*WHAT YOU ARE ASKED TO DO*.
Shift each coordinate in the answers by adding -118, and rewrite only the part of the records that opens with the line containing "the distant building" and runs through the end of the records, both ends included. Keep every request line in place and unchanged.

*SUPPLIED MATERIAL*.
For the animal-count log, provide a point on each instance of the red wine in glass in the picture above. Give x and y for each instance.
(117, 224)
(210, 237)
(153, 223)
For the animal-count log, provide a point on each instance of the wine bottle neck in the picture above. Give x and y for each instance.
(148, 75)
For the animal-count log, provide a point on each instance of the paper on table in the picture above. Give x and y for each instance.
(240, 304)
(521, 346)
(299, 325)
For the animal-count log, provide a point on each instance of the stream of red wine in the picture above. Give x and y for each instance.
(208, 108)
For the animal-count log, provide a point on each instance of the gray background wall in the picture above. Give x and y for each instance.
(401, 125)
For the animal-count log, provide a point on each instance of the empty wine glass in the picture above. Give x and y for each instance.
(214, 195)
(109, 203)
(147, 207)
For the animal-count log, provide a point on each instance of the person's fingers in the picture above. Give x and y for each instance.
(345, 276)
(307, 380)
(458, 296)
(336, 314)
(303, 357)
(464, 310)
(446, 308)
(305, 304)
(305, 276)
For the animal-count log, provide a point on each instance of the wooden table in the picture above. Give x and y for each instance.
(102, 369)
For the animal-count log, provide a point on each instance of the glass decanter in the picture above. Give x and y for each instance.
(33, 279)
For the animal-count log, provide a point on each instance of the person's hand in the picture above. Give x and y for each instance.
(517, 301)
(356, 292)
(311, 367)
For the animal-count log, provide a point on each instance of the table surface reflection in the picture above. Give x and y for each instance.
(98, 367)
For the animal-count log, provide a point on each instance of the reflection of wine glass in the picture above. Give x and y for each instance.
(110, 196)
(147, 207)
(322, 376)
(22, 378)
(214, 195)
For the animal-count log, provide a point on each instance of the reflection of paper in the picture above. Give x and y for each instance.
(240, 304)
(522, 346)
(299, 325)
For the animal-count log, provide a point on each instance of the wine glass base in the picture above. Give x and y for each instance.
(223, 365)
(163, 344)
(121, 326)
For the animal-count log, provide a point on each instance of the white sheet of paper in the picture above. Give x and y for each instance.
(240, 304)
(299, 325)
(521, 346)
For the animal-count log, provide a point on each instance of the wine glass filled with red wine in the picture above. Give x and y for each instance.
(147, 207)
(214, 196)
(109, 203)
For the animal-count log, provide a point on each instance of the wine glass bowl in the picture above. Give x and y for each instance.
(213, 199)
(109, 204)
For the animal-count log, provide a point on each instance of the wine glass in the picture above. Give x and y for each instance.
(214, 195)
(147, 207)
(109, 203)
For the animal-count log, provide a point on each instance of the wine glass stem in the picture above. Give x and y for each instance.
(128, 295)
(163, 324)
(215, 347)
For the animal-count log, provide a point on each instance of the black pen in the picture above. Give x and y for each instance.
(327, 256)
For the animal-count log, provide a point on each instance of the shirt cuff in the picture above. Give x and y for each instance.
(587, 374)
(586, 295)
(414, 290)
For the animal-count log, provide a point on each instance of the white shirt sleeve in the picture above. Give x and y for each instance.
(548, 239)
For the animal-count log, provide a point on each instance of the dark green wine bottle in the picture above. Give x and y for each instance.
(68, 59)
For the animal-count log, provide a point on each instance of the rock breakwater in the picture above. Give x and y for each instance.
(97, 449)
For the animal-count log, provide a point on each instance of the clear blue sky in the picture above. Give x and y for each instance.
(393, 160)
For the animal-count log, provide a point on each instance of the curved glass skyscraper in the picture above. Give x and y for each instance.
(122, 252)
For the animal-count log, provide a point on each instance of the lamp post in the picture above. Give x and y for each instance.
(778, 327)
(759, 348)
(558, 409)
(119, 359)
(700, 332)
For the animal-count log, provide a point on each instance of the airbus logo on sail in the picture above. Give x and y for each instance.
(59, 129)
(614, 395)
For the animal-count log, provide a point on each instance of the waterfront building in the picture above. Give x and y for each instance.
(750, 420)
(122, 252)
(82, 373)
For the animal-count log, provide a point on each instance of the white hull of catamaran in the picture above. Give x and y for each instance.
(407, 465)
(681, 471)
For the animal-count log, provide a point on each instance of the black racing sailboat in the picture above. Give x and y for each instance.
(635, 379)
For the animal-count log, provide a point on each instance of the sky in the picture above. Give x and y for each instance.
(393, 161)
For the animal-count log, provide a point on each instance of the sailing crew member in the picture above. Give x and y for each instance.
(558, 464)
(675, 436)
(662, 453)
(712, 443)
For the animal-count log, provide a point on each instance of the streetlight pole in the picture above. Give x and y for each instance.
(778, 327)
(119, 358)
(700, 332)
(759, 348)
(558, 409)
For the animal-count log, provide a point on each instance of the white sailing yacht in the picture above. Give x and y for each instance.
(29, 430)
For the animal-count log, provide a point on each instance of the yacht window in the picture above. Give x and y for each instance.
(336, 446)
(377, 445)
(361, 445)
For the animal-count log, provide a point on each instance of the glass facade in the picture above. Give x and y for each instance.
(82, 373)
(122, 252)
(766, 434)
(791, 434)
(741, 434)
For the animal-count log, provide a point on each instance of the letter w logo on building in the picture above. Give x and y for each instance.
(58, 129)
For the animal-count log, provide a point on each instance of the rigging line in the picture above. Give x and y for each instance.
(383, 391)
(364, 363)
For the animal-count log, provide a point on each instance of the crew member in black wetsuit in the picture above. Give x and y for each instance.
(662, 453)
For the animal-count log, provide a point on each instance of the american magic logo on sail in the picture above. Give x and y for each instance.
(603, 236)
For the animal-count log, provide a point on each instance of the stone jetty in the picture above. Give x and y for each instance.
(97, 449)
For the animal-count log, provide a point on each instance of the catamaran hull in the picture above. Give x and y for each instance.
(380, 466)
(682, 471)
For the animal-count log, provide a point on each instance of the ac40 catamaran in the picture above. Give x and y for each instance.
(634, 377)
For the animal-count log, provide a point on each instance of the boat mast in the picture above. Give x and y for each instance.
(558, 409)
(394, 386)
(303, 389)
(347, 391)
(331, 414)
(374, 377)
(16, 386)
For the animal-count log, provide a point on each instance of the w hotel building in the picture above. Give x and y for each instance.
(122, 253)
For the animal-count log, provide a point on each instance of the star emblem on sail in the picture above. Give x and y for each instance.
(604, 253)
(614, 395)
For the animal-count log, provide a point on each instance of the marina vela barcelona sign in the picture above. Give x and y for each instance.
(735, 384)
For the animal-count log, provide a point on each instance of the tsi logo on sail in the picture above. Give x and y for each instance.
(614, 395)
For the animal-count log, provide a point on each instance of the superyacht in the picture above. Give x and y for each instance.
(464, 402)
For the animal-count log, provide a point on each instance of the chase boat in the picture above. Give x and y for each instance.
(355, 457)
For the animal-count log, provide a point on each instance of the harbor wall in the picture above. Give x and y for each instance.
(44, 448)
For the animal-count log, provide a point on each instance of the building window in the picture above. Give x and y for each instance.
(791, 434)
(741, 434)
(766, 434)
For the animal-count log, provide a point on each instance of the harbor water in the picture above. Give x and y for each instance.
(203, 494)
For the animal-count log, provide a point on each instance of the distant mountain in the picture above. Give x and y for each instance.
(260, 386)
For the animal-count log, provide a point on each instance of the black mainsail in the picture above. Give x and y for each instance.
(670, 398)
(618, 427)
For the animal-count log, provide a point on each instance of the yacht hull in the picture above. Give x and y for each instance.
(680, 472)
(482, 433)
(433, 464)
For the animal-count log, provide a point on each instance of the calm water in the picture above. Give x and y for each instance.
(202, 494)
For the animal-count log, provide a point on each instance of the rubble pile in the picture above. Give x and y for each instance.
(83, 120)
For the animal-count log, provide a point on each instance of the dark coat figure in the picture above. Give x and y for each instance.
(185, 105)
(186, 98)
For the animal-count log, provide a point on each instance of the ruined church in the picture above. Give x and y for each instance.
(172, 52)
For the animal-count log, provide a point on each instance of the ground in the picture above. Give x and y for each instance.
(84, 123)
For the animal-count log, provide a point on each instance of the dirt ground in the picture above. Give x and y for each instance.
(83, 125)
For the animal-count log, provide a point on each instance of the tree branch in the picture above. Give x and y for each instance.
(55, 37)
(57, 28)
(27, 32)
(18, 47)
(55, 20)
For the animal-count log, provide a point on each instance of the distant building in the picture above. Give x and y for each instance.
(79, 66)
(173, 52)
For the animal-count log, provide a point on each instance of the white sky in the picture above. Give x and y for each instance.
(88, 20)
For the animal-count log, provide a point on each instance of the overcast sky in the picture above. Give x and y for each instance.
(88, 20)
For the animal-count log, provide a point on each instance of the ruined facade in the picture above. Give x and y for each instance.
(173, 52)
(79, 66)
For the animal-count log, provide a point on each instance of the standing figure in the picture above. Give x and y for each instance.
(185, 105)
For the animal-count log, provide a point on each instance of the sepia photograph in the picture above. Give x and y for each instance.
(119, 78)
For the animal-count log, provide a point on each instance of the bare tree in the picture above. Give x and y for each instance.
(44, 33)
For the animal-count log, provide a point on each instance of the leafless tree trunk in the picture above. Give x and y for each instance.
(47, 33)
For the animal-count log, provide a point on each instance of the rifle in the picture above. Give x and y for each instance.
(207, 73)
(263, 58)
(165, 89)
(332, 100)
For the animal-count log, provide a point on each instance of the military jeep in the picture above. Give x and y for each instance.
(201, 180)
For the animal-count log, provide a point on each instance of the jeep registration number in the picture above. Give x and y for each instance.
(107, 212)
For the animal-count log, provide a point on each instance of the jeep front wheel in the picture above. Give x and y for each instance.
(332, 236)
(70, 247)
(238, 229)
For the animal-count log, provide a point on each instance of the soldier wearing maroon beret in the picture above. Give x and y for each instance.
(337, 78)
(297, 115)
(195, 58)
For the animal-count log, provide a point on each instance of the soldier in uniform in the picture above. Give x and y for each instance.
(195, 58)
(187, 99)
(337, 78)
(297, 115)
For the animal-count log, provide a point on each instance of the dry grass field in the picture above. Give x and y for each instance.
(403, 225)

*OUTPUT BELOW*.
For the animal-count log, provide a point on each instance of the distant building in the picture above. Give x and y for each instance.
(-39, -52)
(55, -66)
For the animal-count log, provide a point on each instance of the white sky in the picture above. Give x and y for each instance.
(-30, -98)
For the animal-count log, provide a point on each instance of the overcast sky in the picture above. Give x and y for each instance.
(-30, -98)
For the animal-count log, provide a point on each instance of the ruined facade in the picture above. Give x and y for each instance.
(55, -66)
(-39, -52)
For the animal-count log, provide a point on each instance of the standing figure in the picture above. Give x and y for each instance.
(67, -13)
For the animal-count log, provide a point on each instance of the sepia photograph in the picture above. Give x and y for each instance.
(1, -40)
For the animal-count log, provide a point on each instance of the bare tree in the picture above. Give x and y for each instance.
(-74, -85)
For the animal-count log, provide a point on each instance of the leafless tree trunk in the picture above. Give x and y for each instance.
(-71, -85)
For the animal-count log, provide a point on each instance of the rifle in the picture above. Give x and y for each instance.
(89, -45)
(145, -60)
(47, -29)
(214, -18)
For the animal-count log, provide a point on each instance of the military jeep in the picture above. Give x and y for each instance.
(83, 62)
For the animal-count log, provide a point on each instance of the jeep registration number in the picture above. Give x and y for each instance.
(-11, 94)
For the animal-count log, provide a point on each instance of the jeep front wheel in the picture above. Give x and y for each instance.
(214, 118)
(-48, 129)
(120, 111)
For the animal-count log, provide a point on each instance of the soldier wearing maroon beret in the picture above. Give x and y for each instance.
(219, -40)
(179, -3)
(77, -60)
For the animal-count log, provide a point on each instance of the soldier in uniform in the picture above. Give x and y for each instance.
(77, -60)
(69, -19)
(219, -40)
(179, -3)
For the animal-count log, provide a point on each instance of the dry grass field in the picture above. Give x and y for each instance.
(285, 107)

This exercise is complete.